§ **PROBLEM TO WORK ON**:
Look below for the line containing "man wearing beanie"; from there through the line containing "Objective — one point on each instance of the elderly", both lines included, please set down each line exactly and nothing else.

§ **EXERCISE INPUT**:
----------------------------------------
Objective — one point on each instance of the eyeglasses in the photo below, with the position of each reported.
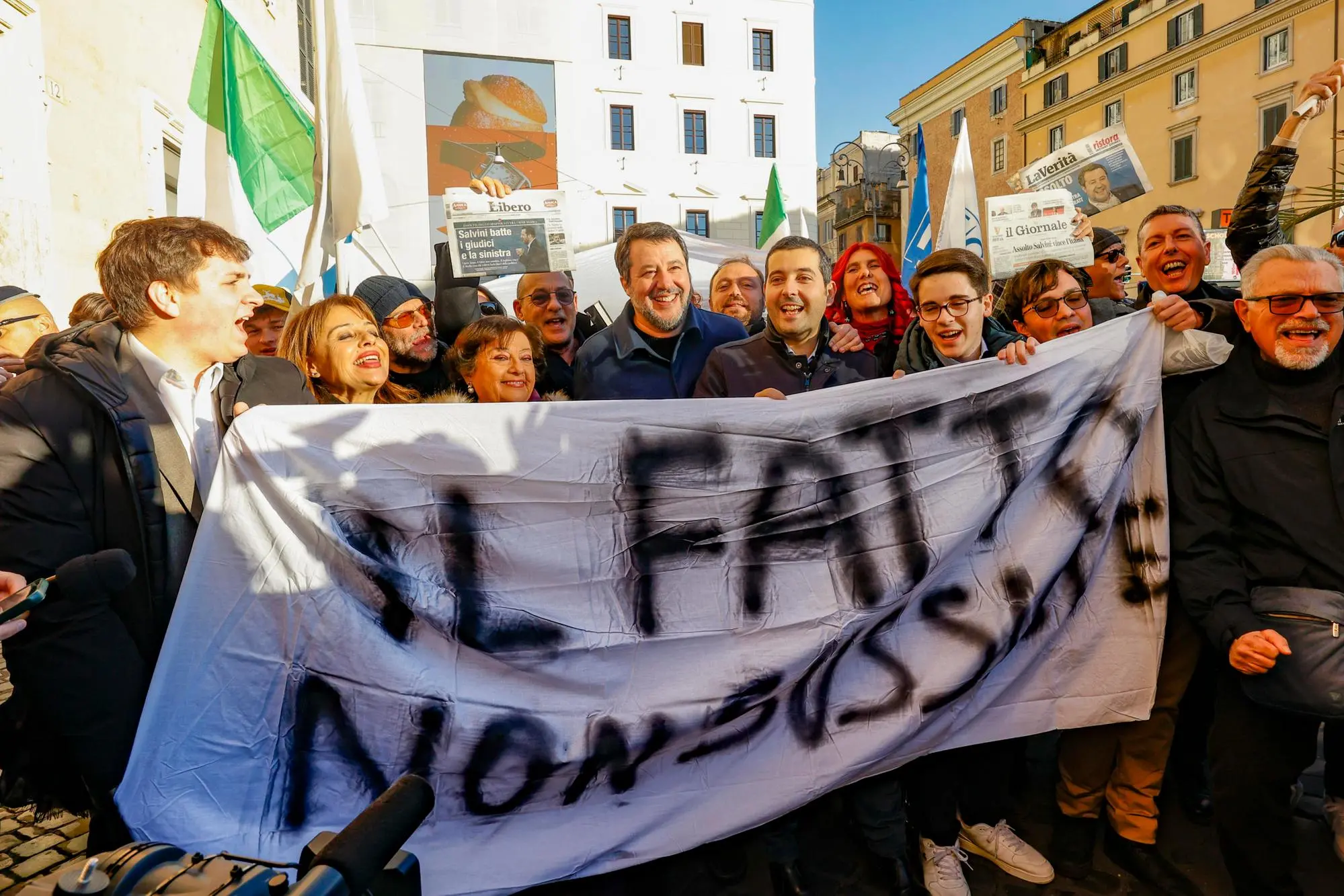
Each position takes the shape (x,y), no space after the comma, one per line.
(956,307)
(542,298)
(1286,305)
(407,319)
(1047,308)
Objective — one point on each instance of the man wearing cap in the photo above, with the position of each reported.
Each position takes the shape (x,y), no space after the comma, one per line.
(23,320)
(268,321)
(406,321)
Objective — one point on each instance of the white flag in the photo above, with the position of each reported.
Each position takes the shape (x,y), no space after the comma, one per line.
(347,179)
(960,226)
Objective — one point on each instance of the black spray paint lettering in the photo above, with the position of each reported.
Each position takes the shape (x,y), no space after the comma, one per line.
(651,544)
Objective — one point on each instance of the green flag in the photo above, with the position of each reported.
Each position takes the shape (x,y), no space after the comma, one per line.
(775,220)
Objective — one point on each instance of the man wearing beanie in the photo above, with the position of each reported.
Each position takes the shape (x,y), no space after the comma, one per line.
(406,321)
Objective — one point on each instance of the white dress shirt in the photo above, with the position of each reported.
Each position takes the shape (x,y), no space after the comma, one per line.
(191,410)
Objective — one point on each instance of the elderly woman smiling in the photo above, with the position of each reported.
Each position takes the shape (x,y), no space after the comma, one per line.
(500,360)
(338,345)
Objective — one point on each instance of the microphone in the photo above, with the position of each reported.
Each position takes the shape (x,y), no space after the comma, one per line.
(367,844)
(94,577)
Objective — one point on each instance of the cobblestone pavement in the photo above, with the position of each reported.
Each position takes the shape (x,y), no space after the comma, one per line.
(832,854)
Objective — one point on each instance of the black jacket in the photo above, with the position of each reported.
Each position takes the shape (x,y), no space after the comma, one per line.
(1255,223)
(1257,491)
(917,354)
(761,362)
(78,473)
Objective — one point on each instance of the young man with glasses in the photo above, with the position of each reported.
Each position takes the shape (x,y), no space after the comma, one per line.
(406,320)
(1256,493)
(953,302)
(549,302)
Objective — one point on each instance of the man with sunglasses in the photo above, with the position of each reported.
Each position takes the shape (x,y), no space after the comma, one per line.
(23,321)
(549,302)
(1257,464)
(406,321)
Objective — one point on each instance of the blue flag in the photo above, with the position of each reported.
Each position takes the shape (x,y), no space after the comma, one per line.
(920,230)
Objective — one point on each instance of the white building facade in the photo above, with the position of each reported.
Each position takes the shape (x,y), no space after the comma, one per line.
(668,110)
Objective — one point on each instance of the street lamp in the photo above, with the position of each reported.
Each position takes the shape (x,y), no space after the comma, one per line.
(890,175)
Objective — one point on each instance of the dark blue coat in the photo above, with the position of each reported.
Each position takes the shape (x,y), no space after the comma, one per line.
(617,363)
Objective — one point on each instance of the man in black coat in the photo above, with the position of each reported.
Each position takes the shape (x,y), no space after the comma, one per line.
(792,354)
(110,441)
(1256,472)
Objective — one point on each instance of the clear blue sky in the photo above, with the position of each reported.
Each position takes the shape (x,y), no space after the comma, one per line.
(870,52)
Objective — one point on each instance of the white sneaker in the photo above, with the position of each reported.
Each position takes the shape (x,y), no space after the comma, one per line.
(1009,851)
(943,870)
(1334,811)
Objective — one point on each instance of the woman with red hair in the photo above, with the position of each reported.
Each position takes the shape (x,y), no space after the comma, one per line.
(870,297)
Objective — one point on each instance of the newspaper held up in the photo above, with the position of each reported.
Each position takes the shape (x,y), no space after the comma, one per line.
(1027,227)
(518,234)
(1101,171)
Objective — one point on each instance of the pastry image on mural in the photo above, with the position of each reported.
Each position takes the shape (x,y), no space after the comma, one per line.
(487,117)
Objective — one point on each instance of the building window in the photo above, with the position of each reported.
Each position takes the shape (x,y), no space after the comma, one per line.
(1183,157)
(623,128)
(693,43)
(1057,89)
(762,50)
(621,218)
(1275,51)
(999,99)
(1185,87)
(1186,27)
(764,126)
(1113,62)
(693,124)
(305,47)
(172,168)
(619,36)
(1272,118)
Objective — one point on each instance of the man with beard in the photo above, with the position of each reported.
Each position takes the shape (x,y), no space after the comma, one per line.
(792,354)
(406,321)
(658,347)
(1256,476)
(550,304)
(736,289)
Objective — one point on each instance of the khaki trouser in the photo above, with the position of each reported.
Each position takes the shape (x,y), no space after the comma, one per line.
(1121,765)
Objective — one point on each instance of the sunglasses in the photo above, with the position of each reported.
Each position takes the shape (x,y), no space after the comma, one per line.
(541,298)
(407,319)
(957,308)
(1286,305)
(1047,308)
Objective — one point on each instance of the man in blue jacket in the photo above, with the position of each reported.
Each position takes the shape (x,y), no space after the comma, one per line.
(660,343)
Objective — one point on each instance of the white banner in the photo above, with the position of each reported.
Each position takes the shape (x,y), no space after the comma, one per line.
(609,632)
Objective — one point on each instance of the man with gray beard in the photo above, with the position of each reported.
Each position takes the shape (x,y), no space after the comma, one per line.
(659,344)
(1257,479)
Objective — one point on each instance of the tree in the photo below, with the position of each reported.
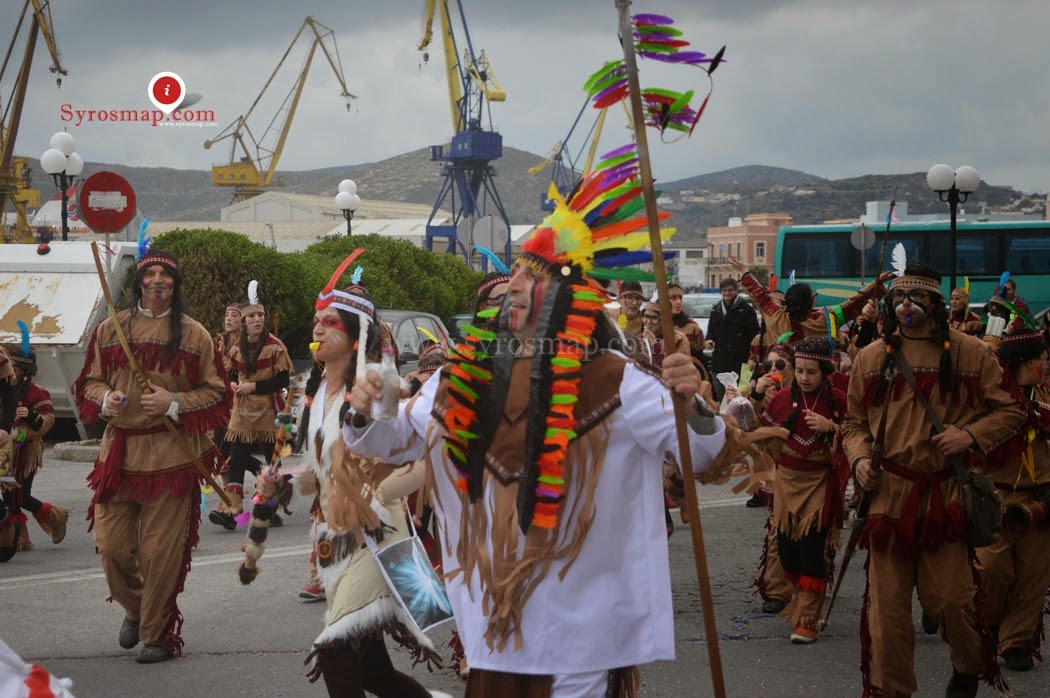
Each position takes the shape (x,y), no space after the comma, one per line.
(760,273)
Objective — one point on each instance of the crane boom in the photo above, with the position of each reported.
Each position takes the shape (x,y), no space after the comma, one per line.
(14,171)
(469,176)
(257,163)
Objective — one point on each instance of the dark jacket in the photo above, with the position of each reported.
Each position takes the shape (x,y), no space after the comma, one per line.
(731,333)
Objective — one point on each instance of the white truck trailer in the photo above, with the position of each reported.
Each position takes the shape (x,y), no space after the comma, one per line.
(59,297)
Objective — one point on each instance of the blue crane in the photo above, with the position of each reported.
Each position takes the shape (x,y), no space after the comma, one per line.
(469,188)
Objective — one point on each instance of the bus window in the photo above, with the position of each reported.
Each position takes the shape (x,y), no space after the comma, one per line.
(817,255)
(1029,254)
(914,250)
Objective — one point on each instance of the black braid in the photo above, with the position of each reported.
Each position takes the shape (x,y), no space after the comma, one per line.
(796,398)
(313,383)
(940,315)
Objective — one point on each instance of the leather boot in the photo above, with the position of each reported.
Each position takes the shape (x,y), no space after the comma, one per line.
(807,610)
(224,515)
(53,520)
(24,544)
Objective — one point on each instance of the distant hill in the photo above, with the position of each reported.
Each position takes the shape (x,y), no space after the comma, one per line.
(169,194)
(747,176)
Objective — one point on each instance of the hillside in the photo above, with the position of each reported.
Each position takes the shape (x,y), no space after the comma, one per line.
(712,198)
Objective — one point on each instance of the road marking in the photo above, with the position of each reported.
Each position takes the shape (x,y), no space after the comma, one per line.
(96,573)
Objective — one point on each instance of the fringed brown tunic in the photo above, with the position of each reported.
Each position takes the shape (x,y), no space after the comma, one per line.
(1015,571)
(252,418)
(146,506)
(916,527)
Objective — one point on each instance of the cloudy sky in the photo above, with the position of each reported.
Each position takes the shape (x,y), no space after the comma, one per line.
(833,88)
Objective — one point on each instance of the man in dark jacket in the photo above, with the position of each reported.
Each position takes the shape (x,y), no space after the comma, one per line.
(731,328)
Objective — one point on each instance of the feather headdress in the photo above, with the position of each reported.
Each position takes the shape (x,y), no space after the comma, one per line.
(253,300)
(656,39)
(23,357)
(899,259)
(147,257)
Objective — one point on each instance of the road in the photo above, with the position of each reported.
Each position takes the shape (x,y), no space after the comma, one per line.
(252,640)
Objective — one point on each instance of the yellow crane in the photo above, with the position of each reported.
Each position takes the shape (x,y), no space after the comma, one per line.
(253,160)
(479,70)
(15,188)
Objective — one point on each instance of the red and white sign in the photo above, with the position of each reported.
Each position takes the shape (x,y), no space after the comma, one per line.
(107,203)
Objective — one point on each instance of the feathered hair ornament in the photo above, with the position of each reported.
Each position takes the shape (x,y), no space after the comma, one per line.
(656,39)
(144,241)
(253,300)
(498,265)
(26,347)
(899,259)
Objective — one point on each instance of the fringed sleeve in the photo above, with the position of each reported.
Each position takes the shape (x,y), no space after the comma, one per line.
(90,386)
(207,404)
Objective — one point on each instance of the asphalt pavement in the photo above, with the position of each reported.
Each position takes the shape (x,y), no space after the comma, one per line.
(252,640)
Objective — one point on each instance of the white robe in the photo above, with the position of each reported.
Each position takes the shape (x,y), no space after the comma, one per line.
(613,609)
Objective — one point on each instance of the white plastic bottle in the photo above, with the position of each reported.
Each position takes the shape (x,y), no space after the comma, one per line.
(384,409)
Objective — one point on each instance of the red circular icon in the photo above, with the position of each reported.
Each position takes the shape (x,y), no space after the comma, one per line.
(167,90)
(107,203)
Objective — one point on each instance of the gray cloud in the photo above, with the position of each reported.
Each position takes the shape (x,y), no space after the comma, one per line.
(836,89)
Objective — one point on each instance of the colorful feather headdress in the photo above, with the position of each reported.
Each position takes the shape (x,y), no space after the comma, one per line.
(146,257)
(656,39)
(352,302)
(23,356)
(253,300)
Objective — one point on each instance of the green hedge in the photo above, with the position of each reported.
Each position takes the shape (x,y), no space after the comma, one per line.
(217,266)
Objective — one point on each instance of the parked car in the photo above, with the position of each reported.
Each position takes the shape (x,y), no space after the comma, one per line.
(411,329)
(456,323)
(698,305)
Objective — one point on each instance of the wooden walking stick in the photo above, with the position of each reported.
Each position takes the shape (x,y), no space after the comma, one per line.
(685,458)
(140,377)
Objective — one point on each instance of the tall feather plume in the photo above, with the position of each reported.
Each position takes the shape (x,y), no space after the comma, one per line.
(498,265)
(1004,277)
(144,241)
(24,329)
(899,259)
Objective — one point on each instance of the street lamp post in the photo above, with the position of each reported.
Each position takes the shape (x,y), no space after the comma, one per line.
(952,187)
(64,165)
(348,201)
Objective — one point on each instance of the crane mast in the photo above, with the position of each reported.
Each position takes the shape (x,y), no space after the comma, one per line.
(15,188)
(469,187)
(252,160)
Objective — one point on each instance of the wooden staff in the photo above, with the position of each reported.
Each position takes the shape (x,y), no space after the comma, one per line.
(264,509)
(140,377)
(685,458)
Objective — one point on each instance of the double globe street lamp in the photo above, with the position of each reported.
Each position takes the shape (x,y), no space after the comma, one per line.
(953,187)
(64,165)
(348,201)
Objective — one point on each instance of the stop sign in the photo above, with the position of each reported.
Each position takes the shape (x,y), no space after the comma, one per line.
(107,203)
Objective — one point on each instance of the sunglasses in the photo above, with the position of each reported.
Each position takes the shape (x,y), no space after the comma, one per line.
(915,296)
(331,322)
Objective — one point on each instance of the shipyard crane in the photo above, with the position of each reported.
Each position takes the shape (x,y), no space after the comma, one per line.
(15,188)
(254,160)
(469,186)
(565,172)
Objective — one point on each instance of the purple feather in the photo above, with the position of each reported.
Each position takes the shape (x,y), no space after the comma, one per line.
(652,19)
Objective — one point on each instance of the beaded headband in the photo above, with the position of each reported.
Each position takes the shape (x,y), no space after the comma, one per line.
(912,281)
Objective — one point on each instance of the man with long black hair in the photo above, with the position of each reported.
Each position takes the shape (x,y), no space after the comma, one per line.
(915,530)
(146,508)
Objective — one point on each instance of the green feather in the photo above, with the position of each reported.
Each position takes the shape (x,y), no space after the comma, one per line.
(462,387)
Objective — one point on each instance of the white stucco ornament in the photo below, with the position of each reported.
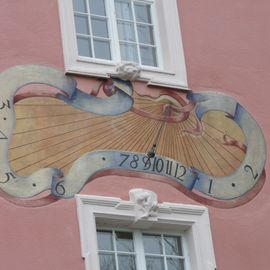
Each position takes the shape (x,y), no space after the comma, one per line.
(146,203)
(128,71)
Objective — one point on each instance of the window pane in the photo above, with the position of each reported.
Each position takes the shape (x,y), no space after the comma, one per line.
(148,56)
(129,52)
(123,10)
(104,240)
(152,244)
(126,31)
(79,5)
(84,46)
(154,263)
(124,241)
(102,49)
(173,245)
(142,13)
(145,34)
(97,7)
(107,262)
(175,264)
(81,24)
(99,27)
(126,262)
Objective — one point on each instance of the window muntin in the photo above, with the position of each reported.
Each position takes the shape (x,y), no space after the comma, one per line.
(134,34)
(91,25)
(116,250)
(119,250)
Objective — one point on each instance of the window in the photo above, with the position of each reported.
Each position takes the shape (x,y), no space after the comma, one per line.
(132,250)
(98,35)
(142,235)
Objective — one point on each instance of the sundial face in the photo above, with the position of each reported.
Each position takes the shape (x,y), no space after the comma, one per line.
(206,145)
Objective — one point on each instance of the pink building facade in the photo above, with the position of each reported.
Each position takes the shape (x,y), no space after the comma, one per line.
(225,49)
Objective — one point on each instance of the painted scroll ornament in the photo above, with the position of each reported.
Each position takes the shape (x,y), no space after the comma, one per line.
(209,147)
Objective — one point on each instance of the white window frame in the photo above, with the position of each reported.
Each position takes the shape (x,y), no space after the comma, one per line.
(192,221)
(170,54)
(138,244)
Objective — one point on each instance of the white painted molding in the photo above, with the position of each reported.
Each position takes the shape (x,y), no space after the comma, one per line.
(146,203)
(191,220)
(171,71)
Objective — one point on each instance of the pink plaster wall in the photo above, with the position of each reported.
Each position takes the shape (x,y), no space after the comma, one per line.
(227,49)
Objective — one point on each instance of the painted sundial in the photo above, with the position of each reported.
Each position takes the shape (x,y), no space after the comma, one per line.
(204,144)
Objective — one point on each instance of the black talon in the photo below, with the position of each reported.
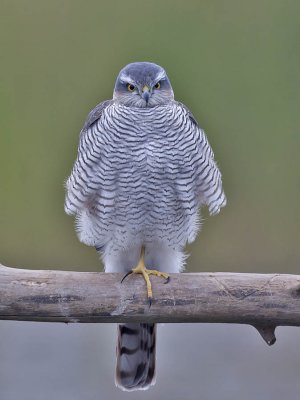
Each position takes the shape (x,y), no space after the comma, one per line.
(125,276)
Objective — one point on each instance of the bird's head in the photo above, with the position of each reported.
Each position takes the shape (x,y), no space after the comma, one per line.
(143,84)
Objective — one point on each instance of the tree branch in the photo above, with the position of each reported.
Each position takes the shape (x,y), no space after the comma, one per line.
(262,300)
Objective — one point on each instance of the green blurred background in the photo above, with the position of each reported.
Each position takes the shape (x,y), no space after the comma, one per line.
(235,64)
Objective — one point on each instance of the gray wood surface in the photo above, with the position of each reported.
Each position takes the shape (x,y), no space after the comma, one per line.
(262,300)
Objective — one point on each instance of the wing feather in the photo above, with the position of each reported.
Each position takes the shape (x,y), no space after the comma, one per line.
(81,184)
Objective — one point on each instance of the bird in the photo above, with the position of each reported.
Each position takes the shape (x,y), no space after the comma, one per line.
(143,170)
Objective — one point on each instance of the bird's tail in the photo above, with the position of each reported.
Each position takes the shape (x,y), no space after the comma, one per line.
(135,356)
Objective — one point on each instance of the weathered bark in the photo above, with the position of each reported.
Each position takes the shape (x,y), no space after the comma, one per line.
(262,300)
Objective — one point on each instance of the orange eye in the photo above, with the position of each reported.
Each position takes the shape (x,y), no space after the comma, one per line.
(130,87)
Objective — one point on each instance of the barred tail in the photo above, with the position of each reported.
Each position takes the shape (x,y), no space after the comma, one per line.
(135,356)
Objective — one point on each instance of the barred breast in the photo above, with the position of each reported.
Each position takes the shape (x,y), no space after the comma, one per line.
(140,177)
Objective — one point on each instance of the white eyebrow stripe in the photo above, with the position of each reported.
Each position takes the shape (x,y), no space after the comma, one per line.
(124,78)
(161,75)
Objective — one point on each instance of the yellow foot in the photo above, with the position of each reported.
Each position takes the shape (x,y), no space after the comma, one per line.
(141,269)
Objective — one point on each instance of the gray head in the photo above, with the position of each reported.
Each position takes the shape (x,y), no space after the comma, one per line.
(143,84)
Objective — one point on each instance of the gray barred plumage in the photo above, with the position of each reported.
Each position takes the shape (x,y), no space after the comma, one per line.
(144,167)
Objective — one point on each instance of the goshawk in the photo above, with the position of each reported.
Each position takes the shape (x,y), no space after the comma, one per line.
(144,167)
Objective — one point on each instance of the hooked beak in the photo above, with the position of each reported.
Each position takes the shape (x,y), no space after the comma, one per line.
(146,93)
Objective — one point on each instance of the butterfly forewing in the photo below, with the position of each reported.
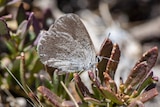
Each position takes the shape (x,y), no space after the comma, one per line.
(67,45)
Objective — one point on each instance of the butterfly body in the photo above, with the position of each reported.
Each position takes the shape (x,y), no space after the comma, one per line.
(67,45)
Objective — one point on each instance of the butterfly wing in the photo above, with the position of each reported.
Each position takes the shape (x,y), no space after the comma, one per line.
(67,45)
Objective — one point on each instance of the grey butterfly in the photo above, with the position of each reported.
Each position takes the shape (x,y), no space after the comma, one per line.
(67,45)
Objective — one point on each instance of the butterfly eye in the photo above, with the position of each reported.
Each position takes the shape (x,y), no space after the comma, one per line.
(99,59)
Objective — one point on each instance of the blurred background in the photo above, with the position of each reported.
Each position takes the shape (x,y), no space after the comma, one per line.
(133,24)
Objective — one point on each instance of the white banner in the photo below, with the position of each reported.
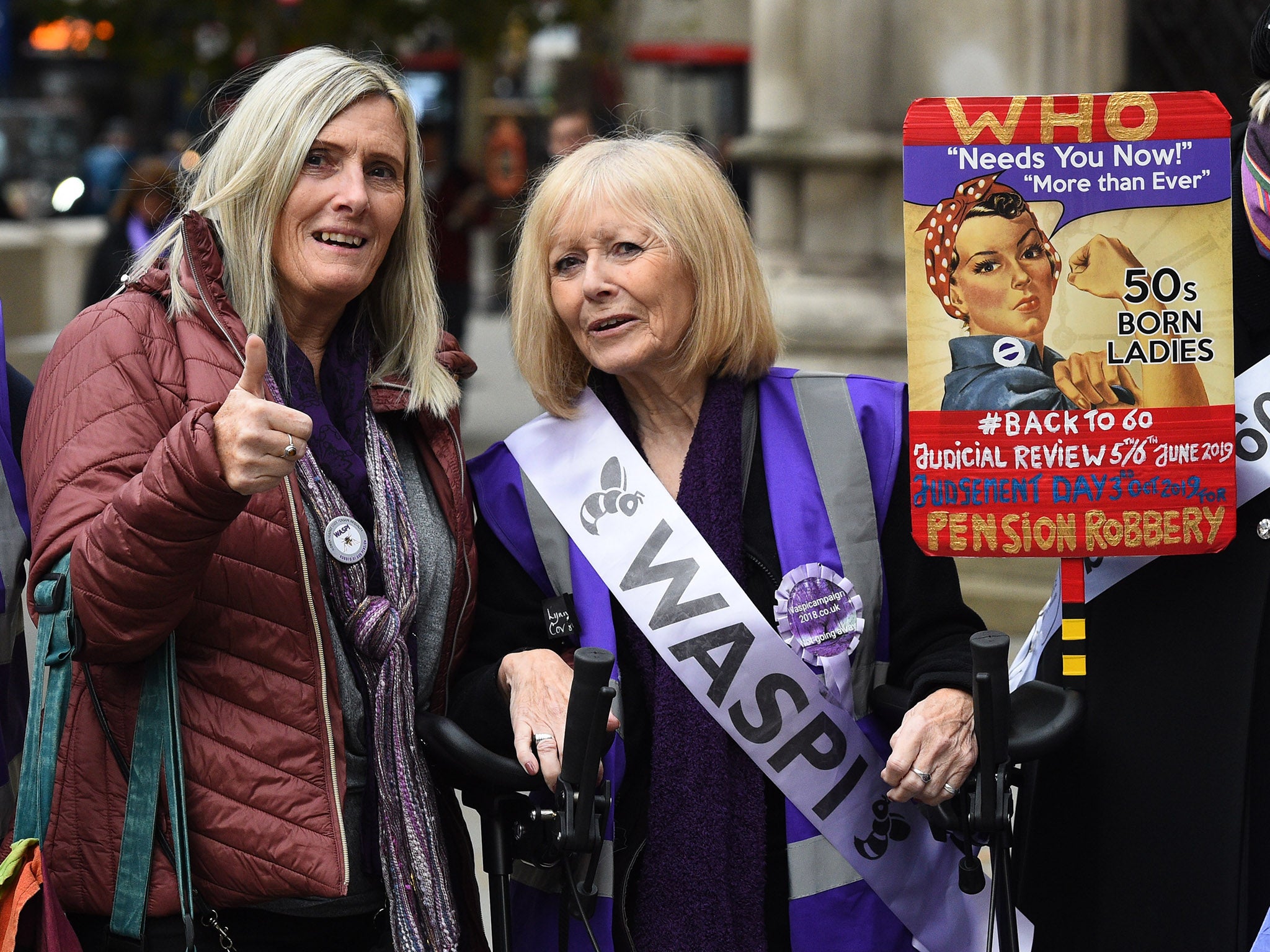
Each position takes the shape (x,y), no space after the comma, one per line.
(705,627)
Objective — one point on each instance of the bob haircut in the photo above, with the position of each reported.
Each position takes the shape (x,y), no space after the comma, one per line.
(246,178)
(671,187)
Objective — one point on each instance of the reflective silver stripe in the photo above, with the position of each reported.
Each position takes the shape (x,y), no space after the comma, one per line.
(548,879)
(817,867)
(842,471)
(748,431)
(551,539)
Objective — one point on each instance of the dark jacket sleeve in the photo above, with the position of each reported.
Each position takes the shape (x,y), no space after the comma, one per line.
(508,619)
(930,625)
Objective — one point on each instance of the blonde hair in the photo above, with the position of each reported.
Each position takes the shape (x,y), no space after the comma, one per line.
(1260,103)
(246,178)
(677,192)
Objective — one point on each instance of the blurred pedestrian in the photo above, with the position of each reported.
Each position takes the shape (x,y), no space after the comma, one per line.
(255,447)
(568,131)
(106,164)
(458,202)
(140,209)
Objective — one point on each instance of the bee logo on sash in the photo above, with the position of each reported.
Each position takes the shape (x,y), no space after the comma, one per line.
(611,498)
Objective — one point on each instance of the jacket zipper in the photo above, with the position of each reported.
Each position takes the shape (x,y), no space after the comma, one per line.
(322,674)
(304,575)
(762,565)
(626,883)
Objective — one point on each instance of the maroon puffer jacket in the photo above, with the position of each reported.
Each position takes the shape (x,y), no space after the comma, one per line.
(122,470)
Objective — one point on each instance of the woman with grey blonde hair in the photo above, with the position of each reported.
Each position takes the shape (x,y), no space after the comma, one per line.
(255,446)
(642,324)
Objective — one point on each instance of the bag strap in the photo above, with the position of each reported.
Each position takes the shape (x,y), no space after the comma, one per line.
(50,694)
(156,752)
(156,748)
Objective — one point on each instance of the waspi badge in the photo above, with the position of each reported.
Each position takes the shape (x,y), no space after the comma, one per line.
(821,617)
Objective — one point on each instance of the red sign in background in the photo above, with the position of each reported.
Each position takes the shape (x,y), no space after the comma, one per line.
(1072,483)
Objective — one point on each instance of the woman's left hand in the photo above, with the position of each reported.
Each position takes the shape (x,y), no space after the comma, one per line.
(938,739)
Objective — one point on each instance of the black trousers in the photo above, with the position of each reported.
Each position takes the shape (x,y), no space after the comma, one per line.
----------------------------------------
§ **EXERCISE SOLUTION**:
Objective — one point on each instance of the man wearing beanie in the photo above, with the position of each reported.
Each position takes the shape (x,y), no space after the comma, one per line.
(406,321)
Objective — one point on each instance of the white dress shirt in the photo above, with the position of each reported.
Each position takes the shape (x,y), no space after the comma, one per line.
(191,410)
Objective — one point on each instance of the elderly woman smiling in the photo above, with the position of each reported.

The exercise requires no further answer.